SOURCE TEXT:
---------------
Yeah. I have the math on how to do a 2-bit predictor in the book, but not a 1-bit predictor. Which was why I was confuzzled.

 

[poweld]

^ You picture is actually a 2 bit predictor with 4 stages, instead of the problems 1 bit predictor. Weakly Not Taken and Weakly Taken don't exist.

Yeah. I have the math on how to do a 2-bit predictor in the book, but not a 1-bit predictor. Which was why I was confuzzled.

Oh, huh. In that case, I'd have to agree with your original answer - it's always 0.5, but you already said that was an incorrect answer...

 

[Rich Uncle Skeleton]

Well, you have to show that the limit of ((sin(Nx))/sin(x))^2 as x approaches k(pi) is equal to N^2, so the problem is definitely related to limits, right?

There probably is a simpler way to do this, but this also works:

1) Use the multiple-angle formula on sin(Nx): http://upload.wikimedia.org/math/3/e/b/3ebc1b1c1345f431d718be7393ff8ac2.png. Let's use j instead of k here since we already are using k.
2) Use l'Hopital's rule on that expression.
---------------
MATERIAL PROVIDED:
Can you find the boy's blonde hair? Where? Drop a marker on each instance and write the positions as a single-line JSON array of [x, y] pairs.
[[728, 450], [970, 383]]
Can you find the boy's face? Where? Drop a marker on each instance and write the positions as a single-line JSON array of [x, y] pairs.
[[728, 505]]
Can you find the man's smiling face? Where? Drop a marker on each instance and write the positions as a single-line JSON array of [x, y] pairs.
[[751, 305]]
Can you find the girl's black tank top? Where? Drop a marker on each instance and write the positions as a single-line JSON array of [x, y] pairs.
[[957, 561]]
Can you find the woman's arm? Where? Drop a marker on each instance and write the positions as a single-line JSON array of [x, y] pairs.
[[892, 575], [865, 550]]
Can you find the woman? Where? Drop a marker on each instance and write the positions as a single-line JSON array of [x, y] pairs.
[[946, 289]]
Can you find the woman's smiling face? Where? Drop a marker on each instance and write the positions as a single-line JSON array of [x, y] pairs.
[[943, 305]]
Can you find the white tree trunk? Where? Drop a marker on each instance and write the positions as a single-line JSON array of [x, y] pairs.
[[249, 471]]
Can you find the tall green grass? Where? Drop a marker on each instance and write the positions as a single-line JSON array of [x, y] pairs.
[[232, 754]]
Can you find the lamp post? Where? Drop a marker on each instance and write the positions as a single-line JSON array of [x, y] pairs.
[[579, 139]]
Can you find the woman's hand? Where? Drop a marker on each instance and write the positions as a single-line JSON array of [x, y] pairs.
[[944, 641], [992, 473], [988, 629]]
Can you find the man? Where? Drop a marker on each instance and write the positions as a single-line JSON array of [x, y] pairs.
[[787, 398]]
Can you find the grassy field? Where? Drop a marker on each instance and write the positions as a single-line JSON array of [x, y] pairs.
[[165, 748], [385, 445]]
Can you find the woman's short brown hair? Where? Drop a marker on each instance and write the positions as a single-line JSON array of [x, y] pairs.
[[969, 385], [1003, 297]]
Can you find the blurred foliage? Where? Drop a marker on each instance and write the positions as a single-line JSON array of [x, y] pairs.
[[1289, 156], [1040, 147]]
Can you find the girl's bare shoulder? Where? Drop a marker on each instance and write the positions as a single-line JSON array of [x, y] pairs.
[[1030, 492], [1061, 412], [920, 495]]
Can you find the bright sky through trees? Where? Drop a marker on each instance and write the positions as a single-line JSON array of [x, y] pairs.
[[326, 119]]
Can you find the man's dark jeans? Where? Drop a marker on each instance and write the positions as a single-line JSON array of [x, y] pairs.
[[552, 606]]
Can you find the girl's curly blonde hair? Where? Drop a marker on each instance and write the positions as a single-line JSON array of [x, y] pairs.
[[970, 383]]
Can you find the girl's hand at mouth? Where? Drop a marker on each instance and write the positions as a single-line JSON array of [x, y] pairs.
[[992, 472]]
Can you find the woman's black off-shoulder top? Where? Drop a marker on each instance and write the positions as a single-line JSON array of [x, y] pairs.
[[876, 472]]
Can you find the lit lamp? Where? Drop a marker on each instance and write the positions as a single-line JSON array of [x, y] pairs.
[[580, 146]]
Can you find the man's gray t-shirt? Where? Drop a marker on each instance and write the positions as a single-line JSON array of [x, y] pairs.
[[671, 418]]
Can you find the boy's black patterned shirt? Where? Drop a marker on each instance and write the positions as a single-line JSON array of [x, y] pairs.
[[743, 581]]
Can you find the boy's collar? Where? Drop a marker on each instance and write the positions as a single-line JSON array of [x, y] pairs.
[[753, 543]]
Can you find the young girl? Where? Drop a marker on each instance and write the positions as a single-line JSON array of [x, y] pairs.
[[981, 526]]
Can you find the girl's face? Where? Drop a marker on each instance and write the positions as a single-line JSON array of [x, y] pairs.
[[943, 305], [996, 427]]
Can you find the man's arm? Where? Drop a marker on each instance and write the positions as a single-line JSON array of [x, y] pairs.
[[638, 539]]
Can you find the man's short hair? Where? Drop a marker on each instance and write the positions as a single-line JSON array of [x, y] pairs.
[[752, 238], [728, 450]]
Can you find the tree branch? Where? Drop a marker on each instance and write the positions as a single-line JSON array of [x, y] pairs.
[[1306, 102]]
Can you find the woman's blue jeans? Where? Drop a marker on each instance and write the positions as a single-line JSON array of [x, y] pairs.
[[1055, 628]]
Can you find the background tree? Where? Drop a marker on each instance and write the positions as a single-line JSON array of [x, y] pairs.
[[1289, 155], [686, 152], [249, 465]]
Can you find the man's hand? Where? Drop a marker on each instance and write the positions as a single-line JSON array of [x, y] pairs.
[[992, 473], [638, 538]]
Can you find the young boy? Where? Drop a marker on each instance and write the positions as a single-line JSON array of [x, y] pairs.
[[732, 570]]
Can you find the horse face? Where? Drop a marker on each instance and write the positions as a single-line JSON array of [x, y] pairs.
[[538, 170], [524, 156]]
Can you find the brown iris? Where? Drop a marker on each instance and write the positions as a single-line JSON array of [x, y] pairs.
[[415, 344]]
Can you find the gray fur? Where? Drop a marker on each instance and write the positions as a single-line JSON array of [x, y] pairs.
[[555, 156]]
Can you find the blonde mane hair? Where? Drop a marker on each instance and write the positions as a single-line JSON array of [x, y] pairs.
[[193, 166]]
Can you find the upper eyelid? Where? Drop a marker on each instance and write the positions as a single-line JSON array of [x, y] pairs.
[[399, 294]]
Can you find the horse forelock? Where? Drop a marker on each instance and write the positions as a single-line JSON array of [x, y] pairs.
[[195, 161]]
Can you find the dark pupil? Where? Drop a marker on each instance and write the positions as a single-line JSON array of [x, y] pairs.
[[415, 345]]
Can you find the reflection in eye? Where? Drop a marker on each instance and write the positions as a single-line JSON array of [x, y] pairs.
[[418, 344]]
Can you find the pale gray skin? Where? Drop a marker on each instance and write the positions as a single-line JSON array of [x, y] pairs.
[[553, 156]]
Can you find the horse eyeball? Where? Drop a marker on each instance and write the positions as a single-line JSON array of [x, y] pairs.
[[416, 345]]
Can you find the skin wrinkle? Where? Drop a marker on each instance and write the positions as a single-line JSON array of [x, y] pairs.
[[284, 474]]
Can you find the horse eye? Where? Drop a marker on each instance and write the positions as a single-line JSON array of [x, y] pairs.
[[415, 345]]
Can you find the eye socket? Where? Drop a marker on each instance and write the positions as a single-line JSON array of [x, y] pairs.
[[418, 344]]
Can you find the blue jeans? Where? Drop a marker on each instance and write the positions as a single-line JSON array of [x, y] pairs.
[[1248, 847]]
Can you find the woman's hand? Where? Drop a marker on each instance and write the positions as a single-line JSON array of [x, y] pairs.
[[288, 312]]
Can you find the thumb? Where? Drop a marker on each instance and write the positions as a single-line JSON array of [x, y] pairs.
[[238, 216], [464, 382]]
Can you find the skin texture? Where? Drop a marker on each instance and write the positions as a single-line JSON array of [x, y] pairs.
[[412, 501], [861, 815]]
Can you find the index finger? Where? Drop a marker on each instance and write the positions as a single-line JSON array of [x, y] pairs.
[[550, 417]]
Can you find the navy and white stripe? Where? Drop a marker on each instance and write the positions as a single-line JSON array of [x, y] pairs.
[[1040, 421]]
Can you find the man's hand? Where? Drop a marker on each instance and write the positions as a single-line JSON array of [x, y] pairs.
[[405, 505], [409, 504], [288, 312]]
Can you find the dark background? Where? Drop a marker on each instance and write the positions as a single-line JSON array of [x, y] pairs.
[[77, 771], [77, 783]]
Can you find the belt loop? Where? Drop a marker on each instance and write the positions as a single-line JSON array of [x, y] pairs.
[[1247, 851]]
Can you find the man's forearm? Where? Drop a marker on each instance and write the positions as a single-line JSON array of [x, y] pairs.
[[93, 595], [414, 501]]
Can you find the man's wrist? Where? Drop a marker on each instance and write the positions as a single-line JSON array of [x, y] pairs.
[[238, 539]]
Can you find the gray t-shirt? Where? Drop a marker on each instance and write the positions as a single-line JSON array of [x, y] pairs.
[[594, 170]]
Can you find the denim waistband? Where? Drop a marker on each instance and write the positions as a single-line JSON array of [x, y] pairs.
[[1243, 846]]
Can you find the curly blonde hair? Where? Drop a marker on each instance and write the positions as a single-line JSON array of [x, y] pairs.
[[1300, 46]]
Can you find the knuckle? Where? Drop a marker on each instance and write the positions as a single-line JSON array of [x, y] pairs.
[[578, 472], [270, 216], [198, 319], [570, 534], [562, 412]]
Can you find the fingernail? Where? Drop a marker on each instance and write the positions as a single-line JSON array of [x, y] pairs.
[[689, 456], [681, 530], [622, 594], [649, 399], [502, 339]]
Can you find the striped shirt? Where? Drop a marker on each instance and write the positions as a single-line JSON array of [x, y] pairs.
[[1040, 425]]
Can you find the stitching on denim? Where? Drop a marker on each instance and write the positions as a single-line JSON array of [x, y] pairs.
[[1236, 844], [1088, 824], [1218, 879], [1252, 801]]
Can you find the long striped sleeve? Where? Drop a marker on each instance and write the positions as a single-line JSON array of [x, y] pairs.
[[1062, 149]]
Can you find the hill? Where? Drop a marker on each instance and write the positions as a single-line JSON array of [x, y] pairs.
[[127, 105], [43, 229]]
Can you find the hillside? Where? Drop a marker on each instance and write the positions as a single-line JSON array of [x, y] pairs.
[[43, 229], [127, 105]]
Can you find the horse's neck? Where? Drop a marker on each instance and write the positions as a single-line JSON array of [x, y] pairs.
---------------
TASK REQUIREMENTS:
• A. In the forum thread, list every single letter that the post about the limit uses as a variable or index.
• B. According to the forum thread, which two states don't exist in the problem's 1-bit predictor?

FINAL ANSWERS:
• A. N, x, k, j

• B. Weakly Not Taken and Weakly Taken.